*Exercise*: Write out all of the material below, line for line, without changing anything.

--- --- ---

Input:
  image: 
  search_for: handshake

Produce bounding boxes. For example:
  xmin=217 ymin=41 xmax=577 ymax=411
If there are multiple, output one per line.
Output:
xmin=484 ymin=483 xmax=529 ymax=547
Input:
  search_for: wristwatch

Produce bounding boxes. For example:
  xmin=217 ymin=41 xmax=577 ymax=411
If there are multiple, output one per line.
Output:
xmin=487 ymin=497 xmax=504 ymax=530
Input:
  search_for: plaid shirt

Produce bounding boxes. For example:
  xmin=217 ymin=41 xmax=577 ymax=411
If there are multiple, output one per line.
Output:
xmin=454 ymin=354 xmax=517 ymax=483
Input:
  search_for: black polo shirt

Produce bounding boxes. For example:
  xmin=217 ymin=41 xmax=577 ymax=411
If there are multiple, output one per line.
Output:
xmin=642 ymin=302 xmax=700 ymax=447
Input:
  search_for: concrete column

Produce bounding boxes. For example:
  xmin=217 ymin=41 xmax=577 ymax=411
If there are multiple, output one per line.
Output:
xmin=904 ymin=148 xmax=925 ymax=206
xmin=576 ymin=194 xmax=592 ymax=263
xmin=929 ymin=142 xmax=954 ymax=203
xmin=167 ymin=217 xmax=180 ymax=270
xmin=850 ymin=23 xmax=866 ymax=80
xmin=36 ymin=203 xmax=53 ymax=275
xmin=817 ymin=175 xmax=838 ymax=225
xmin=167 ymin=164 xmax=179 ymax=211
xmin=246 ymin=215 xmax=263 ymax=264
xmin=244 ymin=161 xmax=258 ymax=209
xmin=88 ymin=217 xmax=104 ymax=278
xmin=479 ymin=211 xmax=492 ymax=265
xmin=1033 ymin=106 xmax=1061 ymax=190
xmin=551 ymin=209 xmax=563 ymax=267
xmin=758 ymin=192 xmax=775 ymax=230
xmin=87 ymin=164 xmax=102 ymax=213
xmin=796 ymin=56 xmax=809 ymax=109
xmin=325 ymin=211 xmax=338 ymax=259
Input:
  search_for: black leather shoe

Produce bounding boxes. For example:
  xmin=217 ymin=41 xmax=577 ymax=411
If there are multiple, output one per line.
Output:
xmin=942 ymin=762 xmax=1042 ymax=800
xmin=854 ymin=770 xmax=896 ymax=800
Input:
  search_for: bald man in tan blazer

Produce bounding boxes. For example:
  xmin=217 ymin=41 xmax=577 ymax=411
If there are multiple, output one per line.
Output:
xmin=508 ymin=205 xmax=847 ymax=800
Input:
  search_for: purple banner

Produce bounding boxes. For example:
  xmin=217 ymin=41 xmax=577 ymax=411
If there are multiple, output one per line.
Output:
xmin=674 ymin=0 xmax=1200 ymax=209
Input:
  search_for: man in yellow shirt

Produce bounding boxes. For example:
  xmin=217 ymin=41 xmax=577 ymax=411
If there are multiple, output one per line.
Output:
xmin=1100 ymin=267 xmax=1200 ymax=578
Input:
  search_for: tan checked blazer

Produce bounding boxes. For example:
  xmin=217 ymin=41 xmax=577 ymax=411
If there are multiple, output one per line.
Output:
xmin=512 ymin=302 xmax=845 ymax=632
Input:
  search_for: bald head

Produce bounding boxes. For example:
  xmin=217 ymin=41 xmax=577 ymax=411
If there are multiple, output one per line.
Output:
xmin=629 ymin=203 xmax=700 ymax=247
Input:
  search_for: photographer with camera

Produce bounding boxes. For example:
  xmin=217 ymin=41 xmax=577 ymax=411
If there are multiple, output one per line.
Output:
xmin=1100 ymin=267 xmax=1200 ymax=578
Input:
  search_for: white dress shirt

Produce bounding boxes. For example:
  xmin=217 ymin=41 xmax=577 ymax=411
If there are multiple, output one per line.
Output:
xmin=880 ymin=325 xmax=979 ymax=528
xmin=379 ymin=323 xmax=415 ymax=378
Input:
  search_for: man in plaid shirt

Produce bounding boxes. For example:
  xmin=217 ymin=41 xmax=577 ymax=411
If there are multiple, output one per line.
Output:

--- --- ---

*Answer to this exercise*:
Input:
  image: 
  search_for: handshake

Produce bounding boxes. For example:
  xmin=217 ymin=41 xmax=577 ymax=411
If there are multiple, output one per line.
Output:
xmin=484 ymin=483 xmax=529 ymax=547
Input:
  search_for: wristwatch

Produce bounding boxes. For example:
  xmin=217 ymin=41 xmax=577 ymax=411
If there are multiple, output one per line.
Output:
xmin=487 ymin=497 xmax=504 ymax=530
Input:
  search_for: plaid shirt

Produce bounding boxes. For example:
  xmin=217 ymin=41 xmax=577 ymax=411
If there are multiple, output one per line.
Output:
xmin=454 ymin=354 xmax=517 ymax=483
Input:
  search_for: black polo shirt

Produce bounding boxes. For example:
  xmin=217 ymin=41 xmax=577 ymax=411
If there are multiple, output one per line.
Output:
xmin=642 ymin=302 xmax=700 ymax=447
Input:
  search_for: concrete column

Produce bounding boxes. For example:
  xmin=217 ymin=41 xmax=577 ymax=411
If there are multiple, output one per line.
Output:
xmin=904 ymin=148 xmax=925 ymax=206
xmin=576 ymin=194 xmax=592 ymax=263
xmin=929 ymin=142 xmax=954 ymax=203
xmin=167 ymin=217 xmax=180 ymax=270
xmin=850 ymin=23 xmax=866 ymax=80
xmin=36 ymin=203 xmax=53 ymax=275
xmin=817 ymin=175 xmax=838 ymax=225
xmin=167 ymin=164 xmax=179 ymax=211
xmin=246 ymin=215 xmax=263 ymax=264
xmin=244 ymin=161 xmax=258 ymax=209
xmin=88 ymin=217 xmax=104 ymax=278
xmin=479 ymin=211 xmax=492 ymax=265
xmin=1033 ymin=106 xmax=1061 ymax=190
xmin=551 ymin=209 xmax=563 ymax=267
xmin=758 ymin=192 xmax=775 ymax=230
xmin=87 ymin=164 xmax=102 ymax=213
xmin=796 ymin=56 xmax=809 ymax=109
xmin=325 ymin=211 xmax=338 ymax=259
Input:
  search_for: black leather shoe

Produce bounding boxes. For example:
  xmin=217 ymin=41 xmax=577 ymax=411
If there are multiple, output one per line.
Output:
xmin=942 ymin=762 xmax=1042 ymax=800
xmin=854 ymin=770 xmax=896 ymax=800
Input:
  search_for: bald man in tan blazer

Produce bounding boxes. For example:
  xmin=217 ymin=41 xmax=577 ymax=411
If there are multiple, output one per line.
Output:
xmin=508 ymin=205 xmax=847 ymax=800
Input:
  search_for: purple banner

Produce bounding boxes. For example:
  xmin=217 ymin=41 xmax=577 ymax=411
If there are multiple, output one per line.
Output:
xmin=674 ymin=0 xmax=1200 ymax=209
Input:
  search_for: man in yellow shirt

Produce bounding boxes. For example:
  xmin=217 ymin=41 xmax=577 ymax=411
If there are multiple, output one per line.
Output:
xmin=1100 ymin=267 xmax=1200 ymax=578
Input:
  search_for: tan checked blazer

Produce bounding boxes. For example:
  xmin=217 ymin=41 xmax=577 ymax=411
If there are multiple, output one per line.
Output:
xmin=512 ymin=302 xmax=845 ymax=632
Input:
  search_for: bald head

Produce bounding boxes. For example:
  xmin=217 ymin=41 xmax=577 ymax=411
If there are multiple, output one per line.
Output:
xmin=629 ymin=203 xmax=700 ymax=247
Input:
  search_for: photographer with camera

Produce bounding boxes. For example:
  xmin=217 ymin=41 xmax=577 ymax=411
If there are multiple, output one per line.
Output:
xmin=1100 ymin=267 xmax=1200 ymax=578
Input:
  search_for: white dress shirt

Produce bounding boxes. For example:
  xmin=217 ymin=41 xmax=577 ymax=411
If there are multiple, output one per line.
Output:
xmin=880 ymin=325 xmax=979 ymax=528
xmin=379 ymin=323 xmax=415 ymax=378
Input:
  search_for: man in plaid shirt

Produce bounding boxes. For example:
  xmin=217 ymin=41 xmax=577 ymax=411
If there are multiple, output one per line.
Output:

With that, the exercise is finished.